→ **What you have to do**
Retype the listing from its first line down to and including the line with "[250,219,267,297]", keeping every character unchanged.

→ **Task input**
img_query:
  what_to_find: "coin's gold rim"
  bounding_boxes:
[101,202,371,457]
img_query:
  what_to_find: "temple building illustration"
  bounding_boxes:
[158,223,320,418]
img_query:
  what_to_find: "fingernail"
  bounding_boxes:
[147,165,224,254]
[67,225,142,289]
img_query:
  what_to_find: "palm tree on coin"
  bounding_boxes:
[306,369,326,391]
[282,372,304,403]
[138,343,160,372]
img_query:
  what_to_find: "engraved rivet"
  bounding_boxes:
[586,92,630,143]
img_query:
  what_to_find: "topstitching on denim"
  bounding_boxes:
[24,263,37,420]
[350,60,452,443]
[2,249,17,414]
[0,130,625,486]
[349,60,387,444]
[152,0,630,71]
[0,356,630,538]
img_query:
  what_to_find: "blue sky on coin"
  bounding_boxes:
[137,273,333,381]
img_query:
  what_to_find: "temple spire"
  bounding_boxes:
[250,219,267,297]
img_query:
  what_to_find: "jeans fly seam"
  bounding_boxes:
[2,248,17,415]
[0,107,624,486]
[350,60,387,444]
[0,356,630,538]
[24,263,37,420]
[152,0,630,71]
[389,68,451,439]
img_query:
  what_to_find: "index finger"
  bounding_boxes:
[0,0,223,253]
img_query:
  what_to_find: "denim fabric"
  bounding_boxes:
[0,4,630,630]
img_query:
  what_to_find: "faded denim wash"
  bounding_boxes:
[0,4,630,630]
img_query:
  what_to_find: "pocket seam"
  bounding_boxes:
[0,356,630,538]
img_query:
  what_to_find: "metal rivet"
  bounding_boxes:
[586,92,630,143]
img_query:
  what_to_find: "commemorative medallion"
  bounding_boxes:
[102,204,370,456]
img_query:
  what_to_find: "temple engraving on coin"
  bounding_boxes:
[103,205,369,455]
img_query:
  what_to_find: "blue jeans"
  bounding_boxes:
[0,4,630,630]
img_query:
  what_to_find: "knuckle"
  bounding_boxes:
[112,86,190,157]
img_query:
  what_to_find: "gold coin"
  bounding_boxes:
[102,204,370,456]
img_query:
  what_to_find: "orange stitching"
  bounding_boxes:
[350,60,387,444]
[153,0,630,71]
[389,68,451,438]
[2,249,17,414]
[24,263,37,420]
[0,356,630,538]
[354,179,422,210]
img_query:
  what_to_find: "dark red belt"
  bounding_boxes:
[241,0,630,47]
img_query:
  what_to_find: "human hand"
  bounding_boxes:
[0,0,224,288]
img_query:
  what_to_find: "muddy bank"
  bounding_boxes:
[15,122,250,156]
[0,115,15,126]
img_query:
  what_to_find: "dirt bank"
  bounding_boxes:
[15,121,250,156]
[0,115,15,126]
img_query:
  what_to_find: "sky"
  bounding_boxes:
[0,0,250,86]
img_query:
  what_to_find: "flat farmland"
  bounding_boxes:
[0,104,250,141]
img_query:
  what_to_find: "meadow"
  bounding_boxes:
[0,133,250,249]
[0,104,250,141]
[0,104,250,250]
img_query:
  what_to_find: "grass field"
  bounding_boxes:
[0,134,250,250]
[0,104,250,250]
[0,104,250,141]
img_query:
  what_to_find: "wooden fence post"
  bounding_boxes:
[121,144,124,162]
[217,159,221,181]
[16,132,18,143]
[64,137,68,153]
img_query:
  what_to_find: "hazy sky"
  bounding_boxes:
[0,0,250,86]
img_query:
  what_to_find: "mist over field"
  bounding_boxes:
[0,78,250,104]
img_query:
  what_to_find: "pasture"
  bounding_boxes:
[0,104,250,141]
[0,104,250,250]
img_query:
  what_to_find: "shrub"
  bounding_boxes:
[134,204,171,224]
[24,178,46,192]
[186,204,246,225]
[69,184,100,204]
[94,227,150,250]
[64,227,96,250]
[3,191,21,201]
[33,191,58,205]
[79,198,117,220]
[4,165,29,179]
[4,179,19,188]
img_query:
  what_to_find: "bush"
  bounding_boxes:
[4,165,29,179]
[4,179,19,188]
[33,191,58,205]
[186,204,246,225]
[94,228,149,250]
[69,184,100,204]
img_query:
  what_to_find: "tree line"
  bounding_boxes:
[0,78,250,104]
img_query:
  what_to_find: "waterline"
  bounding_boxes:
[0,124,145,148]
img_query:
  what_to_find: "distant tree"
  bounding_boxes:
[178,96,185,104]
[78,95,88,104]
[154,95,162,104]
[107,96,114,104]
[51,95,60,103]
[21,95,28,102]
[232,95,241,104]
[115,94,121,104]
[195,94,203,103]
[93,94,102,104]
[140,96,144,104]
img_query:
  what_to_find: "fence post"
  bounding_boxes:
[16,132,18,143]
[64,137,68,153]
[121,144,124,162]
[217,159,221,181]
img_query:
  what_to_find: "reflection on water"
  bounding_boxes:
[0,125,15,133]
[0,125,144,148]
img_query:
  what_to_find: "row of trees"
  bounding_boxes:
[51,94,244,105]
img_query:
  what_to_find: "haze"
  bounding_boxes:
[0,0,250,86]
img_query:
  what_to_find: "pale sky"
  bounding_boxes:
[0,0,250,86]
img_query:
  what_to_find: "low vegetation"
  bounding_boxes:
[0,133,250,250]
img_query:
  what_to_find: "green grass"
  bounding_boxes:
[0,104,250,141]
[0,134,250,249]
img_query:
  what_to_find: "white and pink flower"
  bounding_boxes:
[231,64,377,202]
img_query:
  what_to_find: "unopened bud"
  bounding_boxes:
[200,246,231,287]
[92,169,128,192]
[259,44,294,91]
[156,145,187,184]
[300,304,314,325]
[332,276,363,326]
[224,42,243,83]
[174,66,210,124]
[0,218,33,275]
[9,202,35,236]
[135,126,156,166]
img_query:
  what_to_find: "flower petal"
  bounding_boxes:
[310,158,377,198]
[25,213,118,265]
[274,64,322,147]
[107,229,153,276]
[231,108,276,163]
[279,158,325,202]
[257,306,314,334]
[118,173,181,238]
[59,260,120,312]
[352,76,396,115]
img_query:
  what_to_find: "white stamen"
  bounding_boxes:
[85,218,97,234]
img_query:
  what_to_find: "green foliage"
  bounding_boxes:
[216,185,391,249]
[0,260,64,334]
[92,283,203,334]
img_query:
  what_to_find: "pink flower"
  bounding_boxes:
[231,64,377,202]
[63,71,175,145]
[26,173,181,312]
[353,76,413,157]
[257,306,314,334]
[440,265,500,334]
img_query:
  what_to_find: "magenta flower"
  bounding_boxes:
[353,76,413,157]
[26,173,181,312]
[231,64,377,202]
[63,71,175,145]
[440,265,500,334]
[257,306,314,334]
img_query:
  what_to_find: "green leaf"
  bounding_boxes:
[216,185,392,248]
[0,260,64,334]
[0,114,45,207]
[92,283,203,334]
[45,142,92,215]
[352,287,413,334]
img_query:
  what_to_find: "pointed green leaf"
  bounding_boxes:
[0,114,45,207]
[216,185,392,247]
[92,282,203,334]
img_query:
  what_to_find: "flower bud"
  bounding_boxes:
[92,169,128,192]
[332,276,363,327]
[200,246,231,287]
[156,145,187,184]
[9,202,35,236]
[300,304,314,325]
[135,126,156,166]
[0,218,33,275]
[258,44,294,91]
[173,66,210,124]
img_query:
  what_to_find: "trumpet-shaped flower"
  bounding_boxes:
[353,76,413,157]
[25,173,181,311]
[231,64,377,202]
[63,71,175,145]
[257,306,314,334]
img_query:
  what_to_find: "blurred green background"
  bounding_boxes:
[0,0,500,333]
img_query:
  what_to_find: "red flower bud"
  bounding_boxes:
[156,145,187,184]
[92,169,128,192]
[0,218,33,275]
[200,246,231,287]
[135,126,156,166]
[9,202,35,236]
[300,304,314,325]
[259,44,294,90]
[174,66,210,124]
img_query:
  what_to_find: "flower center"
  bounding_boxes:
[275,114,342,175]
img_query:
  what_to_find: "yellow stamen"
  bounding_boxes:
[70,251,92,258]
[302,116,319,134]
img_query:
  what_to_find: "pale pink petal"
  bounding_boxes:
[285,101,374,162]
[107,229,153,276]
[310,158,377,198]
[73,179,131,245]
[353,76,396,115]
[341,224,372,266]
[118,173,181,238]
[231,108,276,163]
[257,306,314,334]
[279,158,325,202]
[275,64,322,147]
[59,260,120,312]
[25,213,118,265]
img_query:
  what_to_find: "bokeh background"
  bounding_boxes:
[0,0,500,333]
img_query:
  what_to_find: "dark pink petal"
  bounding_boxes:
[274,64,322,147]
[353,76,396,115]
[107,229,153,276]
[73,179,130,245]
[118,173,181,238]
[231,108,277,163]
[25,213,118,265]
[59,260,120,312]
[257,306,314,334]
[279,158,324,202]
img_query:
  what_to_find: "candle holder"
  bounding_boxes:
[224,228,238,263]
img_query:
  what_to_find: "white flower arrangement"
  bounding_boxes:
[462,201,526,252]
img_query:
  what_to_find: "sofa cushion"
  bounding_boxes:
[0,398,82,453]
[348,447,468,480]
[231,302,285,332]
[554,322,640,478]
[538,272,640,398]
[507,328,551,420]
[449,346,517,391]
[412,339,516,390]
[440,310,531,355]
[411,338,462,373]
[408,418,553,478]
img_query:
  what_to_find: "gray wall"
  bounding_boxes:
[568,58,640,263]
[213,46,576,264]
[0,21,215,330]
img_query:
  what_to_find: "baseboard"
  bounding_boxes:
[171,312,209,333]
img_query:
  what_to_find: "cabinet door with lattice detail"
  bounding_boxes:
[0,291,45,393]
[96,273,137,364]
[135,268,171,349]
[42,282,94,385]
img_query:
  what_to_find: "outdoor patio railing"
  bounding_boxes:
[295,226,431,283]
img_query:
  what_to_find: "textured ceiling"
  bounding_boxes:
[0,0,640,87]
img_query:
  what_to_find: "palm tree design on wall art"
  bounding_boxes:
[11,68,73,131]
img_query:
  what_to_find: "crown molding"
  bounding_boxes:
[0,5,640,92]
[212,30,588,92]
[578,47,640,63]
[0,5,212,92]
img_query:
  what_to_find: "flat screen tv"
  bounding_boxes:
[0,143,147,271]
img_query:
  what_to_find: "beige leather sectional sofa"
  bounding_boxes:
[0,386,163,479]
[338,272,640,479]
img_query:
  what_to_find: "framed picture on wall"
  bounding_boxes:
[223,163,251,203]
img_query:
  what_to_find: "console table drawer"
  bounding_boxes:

→ **Exercise solution**
img_query:
  what_to_find: "coin's gold rim"
  bounding_boxes:
[101,202,371,457]
img_query:
  what_to_find: "temple building illustration"
  bounding_boxes:
[158,223,320,418]
img_query:
  what_to_find: "fingernail"
  bounding_boxes:
[147,165,224,254]
[67,225,142,289]
img_query:
  what_to_find: "palm tree on coin"
  bounding_boxes:
[306,369,326,391]
[282,372,304,403]
[138,343,160,372]
img_query:
  what_to_find: "engraved rivet"
  bounding_boxes:
[586,92,630,143]
img_query:
  what_to_find: "topstitching on denim"
  bounding_boxes:
[24,263,37,420]
[350,60,452,443]
[2,249,17,414]
[0,130,625,486]
[349,60,387,444]
[152,0,630,71]
[0,356,630,538]
img_query:
  what_to_find: "blue sky on coin"
  bounding_boxes:
[137,273,333,381]
img_query:
  what_to_find: "temple spire"
  bounding_boxes:
[250,219,267,297]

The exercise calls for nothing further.